[Start Excerpt provided]

Rock crystal (Image: channelings, Pixabay)

Granite, Bimini, and Atlantis

Below is a post by Mr. Darby South concerning the occurrence
of granite stones and cobbles that have been found offshore of
North Bimini and are alleged to be related to the lost continent of
Atlantis. It is posted with Mr. South’s permission.

Granite, Bimini, and Atlantis

Re: Atlantis-any proof ?- The Granite Stones. Are They French?

From: southdar Date: 1995/12/11

MessageID: v01510100acf288261640@[199.249.10.20] x-nntp-posting-host: www.tyrell.net x-sender: southdar@tyrell.net (Unverified) content-type: text/plain; charset=”us-ascii” mime-version: 1.0 newsgroups: sci.archaeology

In _Subject: Re: Need new challenge_, lalam@delphi.com wrote;

…material omitted

>other divers on the site since 1971. Bill was there twice this >year. He does not believe that the granite stones found there >are local or natural. The find of the granite stones was >accidental by curious divers. A lab in Baltimore, MD, I was >told, decided that it was granite. He (Bill) and others who

………material omitted……………………..

While looking through the 1973 volume of Geotimes, I found that the nearshore of North Bimini Island is not the only place that an anomalous occurrence of “granite stones” has been noted. According to Ricco et al. (1973), an inordinate amount of rounded to near-rounded pebbles and cobbles of exotic composition were found when the I-10 tunnel beneath the Mobil River was excavated. The more abundant lithologies consist of rhyolite porphyries, rhyolites, syenites, granites, syenites, and orthroquartiztes In addition, nodules of black and light-colored flint and occasional clasts of volcanic breccias were recovered from the excavations at Mobile, Alabama. In addition, boulders and large cobbles of similar rock types have been found in Mobile Bay off of the mouth of Dog River about 9 miles south of Mobile and in the Tensaw River near the former site of Blakeley, about 10 miles northeast of Mobile. The nearest exposures of such igneous and metamorphic rocks lie a 125 miles to the northeast in the Piedmont region (Ricco et al. 1973, p. 19).

[End Excerpt provided]
[Start Stored rows]

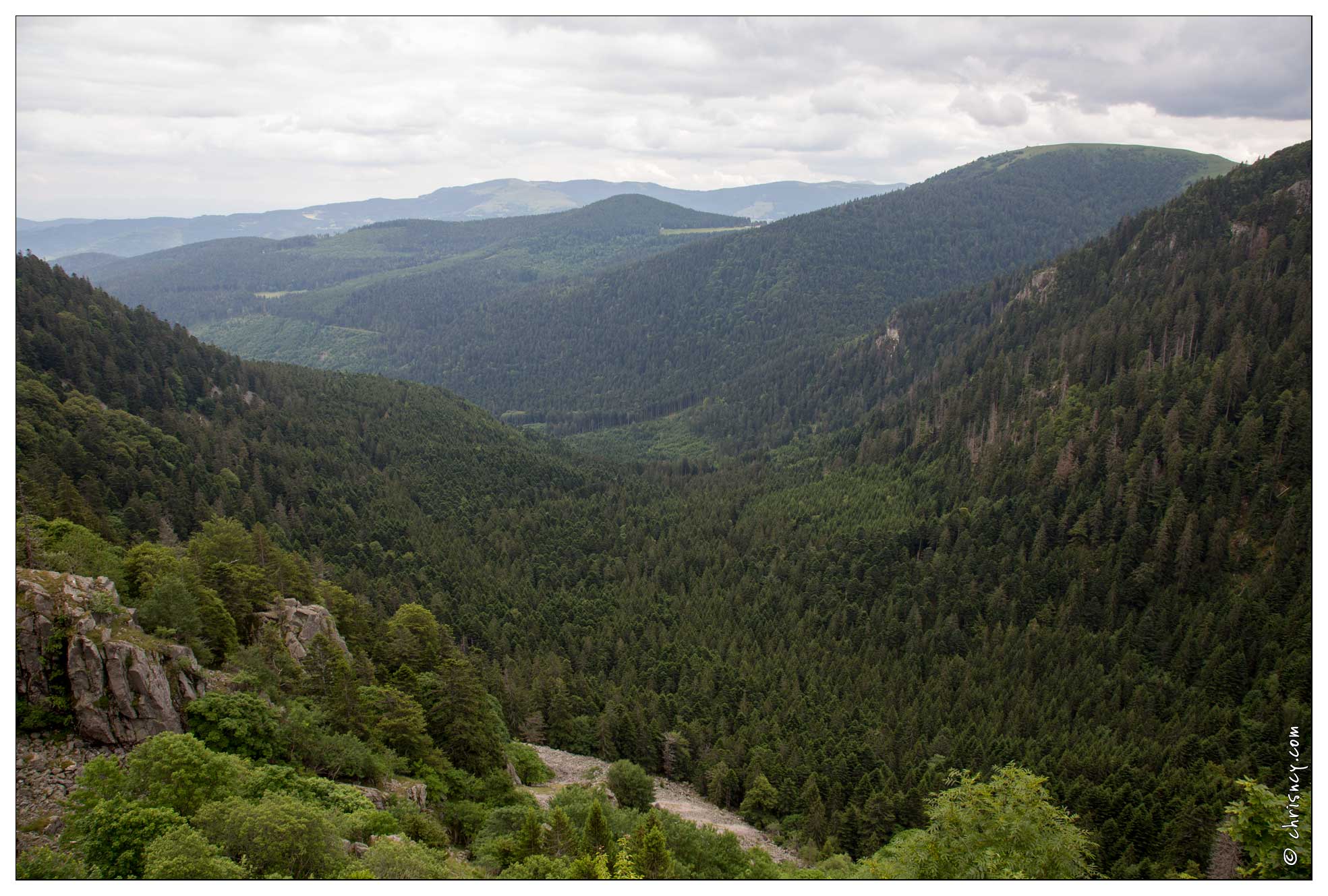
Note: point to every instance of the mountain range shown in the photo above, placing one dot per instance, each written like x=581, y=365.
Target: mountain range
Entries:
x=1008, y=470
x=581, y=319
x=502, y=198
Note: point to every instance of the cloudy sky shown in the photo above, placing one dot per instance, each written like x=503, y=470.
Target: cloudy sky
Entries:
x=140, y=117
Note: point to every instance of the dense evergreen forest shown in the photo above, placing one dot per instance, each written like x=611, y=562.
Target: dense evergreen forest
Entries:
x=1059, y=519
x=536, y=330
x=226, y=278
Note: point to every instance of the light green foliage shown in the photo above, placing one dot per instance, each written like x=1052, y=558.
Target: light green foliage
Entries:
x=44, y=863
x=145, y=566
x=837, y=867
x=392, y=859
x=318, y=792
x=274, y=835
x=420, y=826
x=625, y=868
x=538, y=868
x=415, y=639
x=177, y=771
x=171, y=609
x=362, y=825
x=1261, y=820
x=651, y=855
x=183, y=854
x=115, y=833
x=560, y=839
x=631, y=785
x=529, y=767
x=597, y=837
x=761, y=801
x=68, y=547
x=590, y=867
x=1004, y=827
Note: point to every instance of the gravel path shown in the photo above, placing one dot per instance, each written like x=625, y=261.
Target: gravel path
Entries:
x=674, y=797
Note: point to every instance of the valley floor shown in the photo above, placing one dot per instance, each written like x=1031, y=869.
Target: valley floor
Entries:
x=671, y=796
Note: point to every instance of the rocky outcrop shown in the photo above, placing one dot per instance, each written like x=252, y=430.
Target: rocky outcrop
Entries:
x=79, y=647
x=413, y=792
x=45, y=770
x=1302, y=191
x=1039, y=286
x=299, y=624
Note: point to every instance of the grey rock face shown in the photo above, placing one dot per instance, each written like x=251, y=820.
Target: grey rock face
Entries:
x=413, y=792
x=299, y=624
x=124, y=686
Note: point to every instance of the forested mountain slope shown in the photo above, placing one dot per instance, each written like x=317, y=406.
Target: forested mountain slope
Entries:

[End Stored rows]

- **Exercise requirements**:
(a) Rewrite the post on granite at Bimini, starting with "Rock crystal (Image: channelings, Pixabay)" and going on through "Mr. South’s permission.", and put "consent" in place of "permission".
(b) According to the post on granite at Bimini, how far from Mobile and in which region do the nearest exposures of such igneous and metamorphic rocks lie?

- **Solutions below**:
(a)
Rock crystal (Image: channelings, Pixabay)

Granite, Bimini, and Atlantis

Below is a post by Mr. Darby South concerning the occurrence
of granite stones and cobbles that have been found offshore of
North Bimini and are alleged to be related to the lost continent of
Atlantis. It is posted with Mr. South’s consent.

(b) They lie 125 miles to the northeast, in the Piedmont region.